=== The input ===
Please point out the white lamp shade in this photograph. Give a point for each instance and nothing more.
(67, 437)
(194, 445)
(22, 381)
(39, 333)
===
*Work required*:
Format the rows above as a JSON list of strings, with one string per line and no entries for blank lines.

*Output below*:
[
  "Please point out the white lamp shade in this photograph. Give a point for each instance and nothing more.",
  "(67, 437)",
  "(194, 445)",
  "(22, 381)",
  "(39, 333)"
]